__Passage shown__.
Based on NGO accounts, the people selected for entry included all women and all children - leaving behind only adult men. 215 men remain aboard the rescue ship Geo Barents and another 35 on the Humanity 1.
The Humanity 1 was instructed to leave port with the remaining rescuees still aboard, according to operator SOS Humanity. The vessel's master refused to depart, claiming a "duty to complete the rescue of people in distress by disembarking all survivors." SOS Humanity says that it will appeal Piantedosi's decree at a tribunal in Rome.
MSF, the operator of Geo Barents, issued a similar statement. "A rescue operation can only be considered complete once all survivors have disembarked to safety," said MSF. "The partial and selective disembarkation, as suggested in the decree of the Italian government, is appalling; it cannot be considered legal under maritime conventions."
If the selection process represents permanent policy, it would exclude a substantial share of migrants. 75 percent of all sea arrivals in Italy are adult men, according to UNHCR, followed by children (19 percent) and a small minority of women (six percent).
For its part, Meloni's administration claims that the flag states of rescue vessels (in this case, Norway and Germany) should take responsibility for disembarking rescuees. SOLAS requires masters to deliver rescuees to a port of safety, but it does not specify a role for the flag administration.

__Information provided__.
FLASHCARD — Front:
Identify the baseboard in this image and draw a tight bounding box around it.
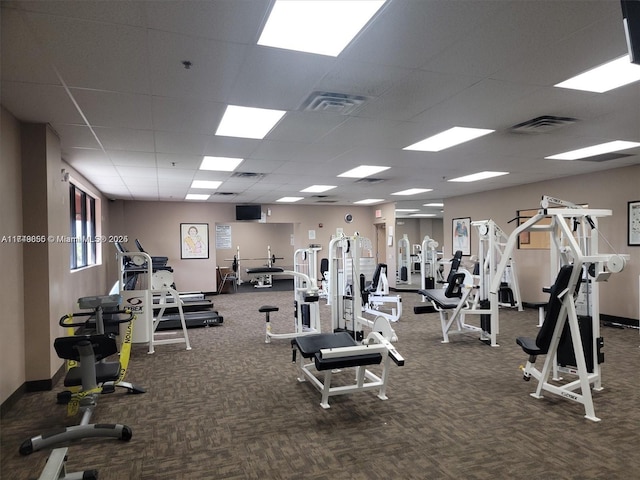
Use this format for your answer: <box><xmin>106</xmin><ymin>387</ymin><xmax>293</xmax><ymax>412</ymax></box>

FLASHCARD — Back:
<box><xmin>0</xmin><ymin>383</ymin><xmax>27</xmax><ymax>417</ymax></box>
<box><xmin>0</xmin><ymin>365</ymin><xmax>65</xmax><ymax>416</ymax></box>
<box><xmin>600</xmin><ymin>313</ymin><xmax>640</xmax><ymax>328</ymax></box>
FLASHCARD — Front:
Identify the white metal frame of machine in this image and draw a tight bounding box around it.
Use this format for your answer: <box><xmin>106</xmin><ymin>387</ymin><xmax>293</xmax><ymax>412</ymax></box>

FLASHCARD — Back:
<box><xmin>327</xmin><ymin>232</ymin><xmax>397</xmax><ymax>341</ymax></box>
<box><xmin>247</xmin><ymin>253</ymin><xmax>322</xmax><ymax>343</ymax></box>
<box><xmin>490</xmin><ymin>196</ymin><xmax>629</xmax><ymax>421</ymax></box>
<box><xmin>116</xmin><ymin>250</ymin><xmax>191</xmax><ymax>354</ymax></box>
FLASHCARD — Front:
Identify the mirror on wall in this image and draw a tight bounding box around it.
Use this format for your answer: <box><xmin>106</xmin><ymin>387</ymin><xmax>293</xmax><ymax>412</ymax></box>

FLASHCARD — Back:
<box><xmin>395</xmin><ymin>201</ymin><xmax>444</xmax><ymax>290</ymax></box>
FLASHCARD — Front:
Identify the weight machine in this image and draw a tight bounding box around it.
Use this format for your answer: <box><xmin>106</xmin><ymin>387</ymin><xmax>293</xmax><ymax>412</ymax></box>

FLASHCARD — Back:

__Exercises__.
[1] Reproduce everything in the rescue ship article from "Based on NGO" down to "tribunal in Rome.".
[2] Change "Identify" to "Locate" throughout the flashcard entries, keeping everything else the same. Omit the pictures.
The rescue ship article and the entries come from different sources.

__Solutions per task__.
[1]
Based on NGO accounts, the people selected for entry included all women and all children - leaving behind only adult men. 215 men remain aboard the rescue ship Geo Barents and another 35 on the Humanity 1.
The Humanity 1 was instructed to leave port with the remaining rescuees still aboard, according to operator SOS Humanity. The vessel's master refused to depart, claiming a "duty to complete the rescue of people in distress by disembarking all survivors." SOS Humanity says that it will appeal Piantedosi's decree at a tribunal in Rome.

[2]
FLASHCARD — Front:
Locate the baseboard in this image and draw a tight bounding box around it.
Use this format for your answer: <box><xmin>106</xmin><ymin>387</ymin><xmax>293</xmax><ymax>412</ymax></box>

FLASHCARD — Back:
<box><xmin>0</xmin><ymin>383</ymin><xmax>27</xmax><ymax>417</ymax></box>
<box><xmin>0</xmin><ymin>365</ymin><xmax>65</xmax><ymax>416</ymax></box>
<box><xmin>600</xmin><ymin>313</ymin><xmax>640</xmax><ymax>328</ymax></box>
FLASHCARD — Front:
Locate the white metal frame of machine in this image and draw a tight bounding box around it.
Use this format for your answer: <box><xmin>106</xmin><ymin>387</ymin><xmax>293</xmax><ymax>412</ymax></box>

FLASHCARD — Back:
<box><xmin>327</xmin><ymin>232</ymin><xmax>397</xmax><ymax>341</ymax></box>
<box><xmin>247</xmin><ymin>253</ymin><xmax>322</xmax><ymax>343</ymax></box>
<box><xmin>490</xmin><ymin>196</ymin><xmax>629</xmax><ymax>421</ymax></box>
<box><xmin>116</xmin><ymin>250</ymin><xmax>191</xmax><ymax>354</ymax></box>
FLASHCARD — Front:
Locate the mirror on wall in this image and draw a tight bounding box around it.
Use this format for your answer: <box><xmin>106</xmin><ymin>387</ymin><xmax>293</xmax><ymax>412</ymax></box>

FLASHCARD — Back:
<box><xmin>395</xmin><ymin>201</ymin><xmax>444</xmax><ymax>290</ymax></box>
FLASHCARD — Front:
Locate the weight machine in this image and draw a tight bounding box around it.
Use this format for your answer: <box><xmin>106</xmin><ymin>387</ymin><xmax>293</xmax><ymax>412</ymax></box>

FLASHCARD — Back:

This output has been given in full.